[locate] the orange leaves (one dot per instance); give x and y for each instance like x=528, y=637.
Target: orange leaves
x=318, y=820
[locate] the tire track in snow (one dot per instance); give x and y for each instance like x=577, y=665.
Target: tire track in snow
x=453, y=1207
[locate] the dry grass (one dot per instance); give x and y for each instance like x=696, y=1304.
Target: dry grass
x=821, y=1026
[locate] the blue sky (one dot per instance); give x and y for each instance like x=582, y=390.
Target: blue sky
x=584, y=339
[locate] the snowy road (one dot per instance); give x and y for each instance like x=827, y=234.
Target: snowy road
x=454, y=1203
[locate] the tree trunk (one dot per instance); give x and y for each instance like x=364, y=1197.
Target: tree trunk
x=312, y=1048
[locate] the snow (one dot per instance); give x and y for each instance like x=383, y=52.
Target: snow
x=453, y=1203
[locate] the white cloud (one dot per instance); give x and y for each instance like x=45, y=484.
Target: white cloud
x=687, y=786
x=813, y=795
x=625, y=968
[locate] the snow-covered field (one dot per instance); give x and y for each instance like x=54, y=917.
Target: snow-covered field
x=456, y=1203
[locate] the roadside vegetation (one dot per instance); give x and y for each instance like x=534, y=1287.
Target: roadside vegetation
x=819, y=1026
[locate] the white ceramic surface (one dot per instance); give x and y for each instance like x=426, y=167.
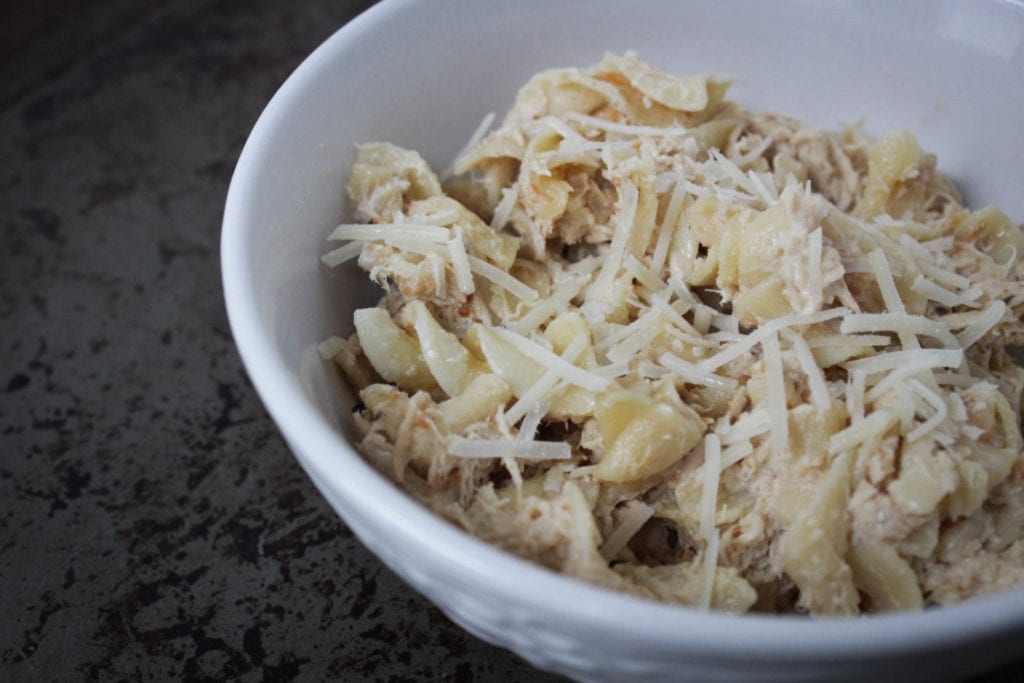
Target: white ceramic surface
x=422, y=74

----

**作業の指示**
「[locate] the snow-covered」を含む行からエントリの最後の行までを、両端を含めて、空行を除き1行を1つの文字列とするJSONリストの形に整えてください。画像は答えに含めないでください。

**結果**
[
  "[locate] the snow-covered field (one dot per instance); give x and y for each instance like x=54, y=917.",
  "Target: snow-covered field",
  "x=456, y=1203",
  "[locate] the roadside vegetation (one dot per instance); give x and y for each instance like x=534, y=1287.",
  "Target: roadside vegetation",
  "x=819, y=1026",
  "[locate] the white ceramic surface (one dot per instance); give x and y for each instance like x=426, y=167.",
  "Target: white ceramic surface",
  "x=422, y=74"
]